** Article **
----
Monday, November 28, 2016


The earliest known button, writes Ian McNeil in An Encyclopedia of the History of Technology, "was originally used more as an ornament than as a fastening, the earliest known being found at Mohenjo-daro in the Indus Valley [now Pakistan]. It is made of a curved shell and about 5000 years old." Early buttons like these usually consisted of a decorative flat face that fit into a loop. (Reinforced buttonholes weren’t invented until the mid-13th century). Percent% Buttons in this period almost never appeared in straight rows, but were used singly as sartorial flourishes.

Copper alloy from Bronze Age or early Iron Age
Along with brooches, buckles, and straight pins, buttons were used in ancient Rome as decorative closures for flowing garments. However, none of these options worked perfectly. Pins poked unsightly holes into precious fabrics. Supporting yards of cloth at a single point required buttons of architectural heft, made of bone, horn, bronze or wood. Some designs took the functional pressure off buttons by knotting the fabric securely into position, then topping off the look with a purely ornamental button.

(Incidentally, as a button alternative, Mycenaeans of the Roman era invented the fibula, a surprisingly modern forerunner to our safety pin. This design was lost with them until it re-emerged in mid-19th century America.)

The button became more prominent among the wealthy in the Middle Ages.  “About the middle of the eleventh century,” writes Carl K√∂hler in A History of Costume, “clothes began to be made so close-fitting that they followed the lines of the body from shoulders to hips like a glove.” Buttons helped that snug fit along. This didn’t mean clothes were cut more sparingly; wealthy people still liked the costly display of excess fabric. But, on both men’s clothes and women’s, buttons helped accentuate lovely lines, of the arm, say, or the bosom.

Spanish metal buttons dating about 1650 to 1675

The first button-makers guild formed in France in 1250. Still regarded as less-than-functional jewelry, buttons were so prized that sumptuary laws restricted their use. Books, Banks, Buttons and Other Inventions from the Middle Ages by Chiara Frugoni relates how, in a period tale, a magistrate quizzed a woman overly bedecked in buttons.

Buttons came in all shapes and sizes, but most often they were mounted on a shank; you ran thread through the shank’s hole to attach the button to fabric. Unlike modern buttons with their iconic four-square holes, the shank style left the button’s face totally free: a tiny blank canvas one could cover, carve, polish, or paint with luxurious abandon.
Abe Lincoln campaign button
The medieval period was the era when wearing lots of buttons meant big money. Franco Jacassi, reputedly the world’s biggest button-collector, describes this as a time when you could pay off a debt by plucking a precious button from your suit. Italians still describe the rooms where powerful leaders meet as stanze dei bottoni, “rooms of the buttons.”
----
** Written request 1 **
In the collection entries, what do you get if you take the part that opens with the line containing "For every instance of the orange tabby" and runs through the end of the entries, keep every request, and shift each coordinate by adding 57 to both numbers? Leave the pictures out of your answer.

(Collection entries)
----
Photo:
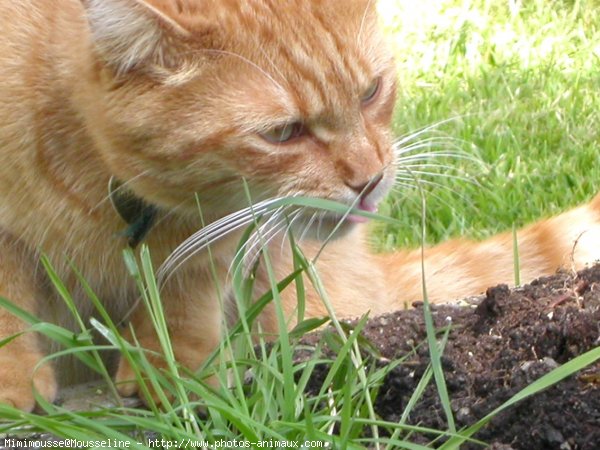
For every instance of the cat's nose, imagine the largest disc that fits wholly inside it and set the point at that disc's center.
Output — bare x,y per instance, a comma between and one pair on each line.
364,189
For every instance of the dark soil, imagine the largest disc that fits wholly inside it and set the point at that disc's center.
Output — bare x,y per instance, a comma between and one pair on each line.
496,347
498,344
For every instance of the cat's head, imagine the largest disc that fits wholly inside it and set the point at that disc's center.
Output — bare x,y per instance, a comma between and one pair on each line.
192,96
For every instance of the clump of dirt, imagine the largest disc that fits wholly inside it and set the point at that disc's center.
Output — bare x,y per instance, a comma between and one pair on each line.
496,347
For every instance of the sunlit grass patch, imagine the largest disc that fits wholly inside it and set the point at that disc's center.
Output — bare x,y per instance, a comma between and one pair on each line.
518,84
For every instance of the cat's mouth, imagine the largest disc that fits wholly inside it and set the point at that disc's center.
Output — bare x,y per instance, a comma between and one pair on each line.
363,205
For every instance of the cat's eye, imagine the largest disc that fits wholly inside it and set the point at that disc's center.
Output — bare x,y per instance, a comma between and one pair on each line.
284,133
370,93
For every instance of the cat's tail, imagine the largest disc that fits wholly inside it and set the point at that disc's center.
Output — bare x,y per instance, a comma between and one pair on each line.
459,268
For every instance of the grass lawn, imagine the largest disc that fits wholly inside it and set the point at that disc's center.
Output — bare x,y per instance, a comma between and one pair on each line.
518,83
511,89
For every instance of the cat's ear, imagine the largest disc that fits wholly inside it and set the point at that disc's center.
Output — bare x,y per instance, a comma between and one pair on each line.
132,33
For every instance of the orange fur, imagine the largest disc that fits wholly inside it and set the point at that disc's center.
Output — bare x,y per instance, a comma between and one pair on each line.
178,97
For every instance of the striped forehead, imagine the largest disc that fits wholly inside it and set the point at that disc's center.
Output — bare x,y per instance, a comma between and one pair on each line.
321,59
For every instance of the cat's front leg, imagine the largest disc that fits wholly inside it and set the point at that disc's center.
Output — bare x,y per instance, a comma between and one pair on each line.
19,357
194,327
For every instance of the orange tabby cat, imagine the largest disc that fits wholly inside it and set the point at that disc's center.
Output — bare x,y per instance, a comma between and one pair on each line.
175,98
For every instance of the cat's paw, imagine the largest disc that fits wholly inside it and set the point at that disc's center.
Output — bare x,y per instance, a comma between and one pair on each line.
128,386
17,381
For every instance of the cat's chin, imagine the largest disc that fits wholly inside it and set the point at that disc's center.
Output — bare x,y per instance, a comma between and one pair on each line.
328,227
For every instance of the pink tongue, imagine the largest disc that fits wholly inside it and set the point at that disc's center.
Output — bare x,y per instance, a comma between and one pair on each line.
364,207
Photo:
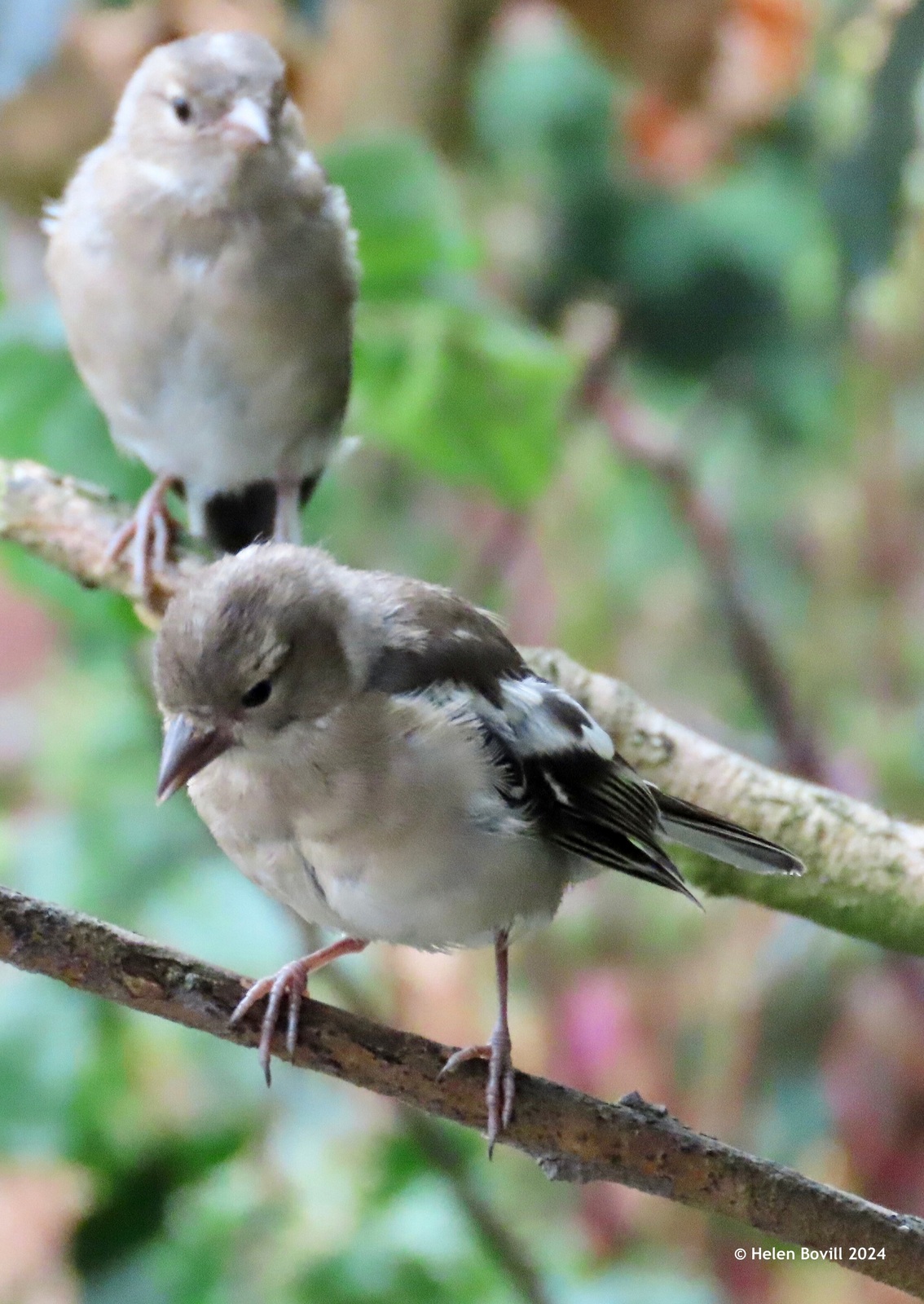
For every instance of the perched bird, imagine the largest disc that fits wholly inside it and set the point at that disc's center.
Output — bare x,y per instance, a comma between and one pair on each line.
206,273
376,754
----
** Written request 2 **
From the article on the history of buttons, can you return, word for word, the part that opens with the words "The button became" and closes with "or the bosom."?

** Result 1 **
For every instance of the orange tabby cat, imagine the largest disc that fits wholly inside it and set the point at that disc's center.
Output — bare x,y per instance, a comma between and one pair on each line.
232,155
For every instance of the cat's paw, imagine the largest disc that fits wholly inside it and set the point at that disc's center.
Output — bare x,y per instance, a comma between and one pair on each line.
185,443
74,438
For every instance of the cat's chin, imagine the largest disc that fits wholly inside it and set the point at that disc's center.
Output — bare x,y per instance, a comma between and one pair on each line.
385,284
For every instance of the pink tongue, imagine the largest disc that fits wholly inside it and set the point at that disc's center.
Output — bare x,y per instance, a comma between and one pair on each line.
421,264
Photo:
For every instance of the perched bird, imagine the largest disc that fits wholly inside it and set the point at that disc's center.
Output — bare x,y per instance, a comma between and one pair on each line.
263,330
433,811

** Result 2 **
The button became more prominent among the wealthy in the Middle Ages.  “About the middle of the eleventh century,” writes Carl K√∂hler in A History of Costume, “clothes began to be made so close-fitting that they followed the lines of the body from shoulders to hips like a glove.” Buttons helped that snug fit along. This didn’t mean clothes were cut more sparingly; wealthy people still liked the costly display of excess fabric. But, on both men’s clothes and women’s, buttons helped accentuate lovely lines, of the arm, say, or the bosom.